▶ Short problem
Please copy out every one of the records below, line for line and without any change.

[Region outline entries]
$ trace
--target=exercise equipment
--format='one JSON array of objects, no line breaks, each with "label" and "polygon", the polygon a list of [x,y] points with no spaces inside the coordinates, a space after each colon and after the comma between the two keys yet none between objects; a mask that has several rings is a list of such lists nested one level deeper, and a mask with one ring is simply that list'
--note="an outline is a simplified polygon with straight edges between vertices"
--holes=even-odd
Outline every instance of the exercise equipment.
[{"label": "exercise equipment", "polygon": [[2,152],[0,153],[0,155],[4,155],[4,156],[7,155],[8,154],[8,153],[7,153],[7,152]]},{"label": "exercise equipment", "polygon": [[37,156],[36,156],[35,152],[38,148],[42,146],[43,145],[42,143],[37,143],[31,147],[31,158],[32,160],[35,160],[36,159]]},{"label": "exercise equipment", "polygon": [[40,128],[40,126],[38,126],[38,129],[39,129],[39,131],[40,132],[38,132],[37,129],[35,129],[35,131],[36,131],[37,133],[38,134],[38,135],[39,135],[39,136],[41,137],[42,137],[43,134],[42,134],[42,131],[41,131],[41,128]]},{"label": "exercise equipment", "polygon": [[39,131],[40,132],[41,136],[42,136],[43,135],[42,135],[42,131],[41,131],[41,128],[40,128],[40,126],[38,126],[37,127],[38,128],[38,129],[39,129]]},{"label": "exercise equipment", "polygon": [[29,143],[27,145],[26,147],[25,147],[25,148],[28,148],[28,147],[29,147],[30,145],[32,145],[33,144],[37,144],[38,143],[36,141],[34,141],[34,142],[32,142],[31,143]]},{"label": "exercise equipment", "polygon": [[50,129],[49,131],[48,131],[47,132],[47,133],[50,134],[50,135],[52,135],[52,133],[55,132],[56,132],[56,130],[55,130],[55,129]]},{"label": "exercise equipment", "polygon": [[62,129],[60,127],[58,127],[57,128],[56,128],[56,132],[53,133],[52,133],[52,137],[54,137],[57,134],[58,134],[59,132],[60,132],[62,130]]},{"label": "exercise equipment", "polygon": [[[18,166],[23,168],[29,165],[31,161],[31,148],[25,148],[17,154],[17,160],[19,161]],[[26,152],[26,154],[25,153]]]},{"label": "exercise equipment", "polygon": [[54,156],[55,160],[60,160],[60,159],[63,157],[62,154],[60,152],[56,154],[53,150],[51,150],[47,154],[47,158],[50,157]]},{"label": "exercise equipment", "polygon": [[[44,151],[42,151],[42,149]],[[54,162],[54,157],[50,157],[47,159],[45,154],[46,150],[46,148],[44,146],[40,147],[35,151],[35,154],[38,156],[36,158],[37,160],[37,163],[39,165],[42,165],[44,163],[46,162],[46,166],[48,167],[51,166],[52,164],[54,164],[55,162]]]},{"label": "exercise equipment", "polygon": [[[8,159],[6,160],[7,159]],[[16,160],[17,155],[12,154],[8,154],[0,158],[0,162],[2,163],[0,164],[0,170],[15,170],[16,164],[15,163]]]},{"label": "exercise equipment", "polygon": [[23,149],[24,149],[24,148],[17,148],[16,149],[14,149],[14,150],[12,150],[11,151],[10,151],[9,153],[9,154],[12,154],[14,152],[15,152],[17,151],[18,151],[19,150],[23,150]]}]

▶ Exercise answer
$ trace
--target=exercise equipment
--format='one JSON array of objects, no line breaks, each with "label" and "polygon", the polygon a list of [x,y] points with no spaces inside the coordinates, a space after each colon and after the comma between the two keys yet none between objects; a mask that has several rings is a list of such lists nested one level deeper, and a mask with one ring is simply that list'
--note="an outline is a simplified polygon with straight edges between vertices"
--holes=even-odd
Outline every instance of the exercise equipment.
[{"label": "exercise equipment", "polygon": [[2,152],[0,153],[0,155],[4,155],[4,156],[7,155],[8,154],[8,153],[7,153],[7,152]]},{"label": "exercise equipment", "polygon": [[37,156],[36,156],[35,152],[38,148],[42,146],[43,145],[42,143],[37,143],[31,147],[31,158],[32,160],[35,160],[36,159]]},{"label": "exercise equipment", "polygon": [[40,128],[40,126],[38,126],[38,129],[39,129],[39,131],[40,132],[38,132],[37,129],[35,129],[35,131],[36,131],[37,133],[38,134],[38,135],[39,135],[39,136],[41,137],[42,137],[43,134],[42,134],[42,131],[41,131],[41,128]]},{"label": "exercise equipment", "polygon": [[39,131],[40,132],[41,136],[42,136],[43,135],[42,135],[42,131],[41,131],[41,128],[40,128],[40,126],[38,126],[37,127],[38,128],[38,129],[39,129]]},{"label": "exercise equipment", "polygon": [[29,143],[27,145],[26,147],[25,147],[25,148],[28,148],[28,147],[29,147],[30,145],[32,145],[33,144],[37,144],[38,143],[36,141],[34,141],[34,142],[32,142],[31,143]]},{"label": "exercise equipment", "polygon": [[50,129],[49,131],[48,131],[47,132],[47,133],[50,134],[50,135],[52,135],[52,133],[55,132],[56,132],[56,130],[55,130],[55,129]]},{"label": "exercise equipment", "polygon": [[62,129],[60,127],[58,127],[57,128],[56,128],[56,132],[53,133],[52,133],[52,137],[54,137],[57,134],[58,134],[59,132],[60,132],[62,130]]},{"label": "exercise equipment", "polygon": [[[18,166],[23,168],[29,165],[31,161],[31,148],[25,148],[17,154],[17,160],[19,161]],[[26,152],[26,154],[25,153]]]},{"label": "exercise equipment", "polygon": [[54,156],[55,160],[60,160],[60,159],[63,157],[62,154],[60,152],[56,154],[53,150],[51,150],[47,154],[47,158],[50,157]]},{"label": "exercise equipment", "polygon": [[[44,151],[42,151],[42,149]],[[54,162],[54,157],[50,157],[47,159],[45,154],[46,150],[46,148],[44,146],[40,147],[35,151],[35,154],[38,156],[36,158],[37,160],[37,163],[39,165],[42,165],[44,163],[46,162],[46,166],[48,167],[51,166],[52,164],[54,164],[55,162]]]},{"label": "exercise equipment", "polygon": [[[8,159],[6,160],[7,159]],[[16,160],[17,155],[12,154],[8,154],[0,158],[0,162],[2,163],[0,164],[0,170],[15,170],[16,164],[15,163]]]},{"label": "exercise equipment", "polygon": [[23,149],[24,149],[24,148],[17,148],[16,149],[14,149],[14,150],[12,150],[11,151],[10,151],[9,153],[9,154],[12,154],[14,152],[15,152],[17,151],[18,151],[19,150],[23,150]]}]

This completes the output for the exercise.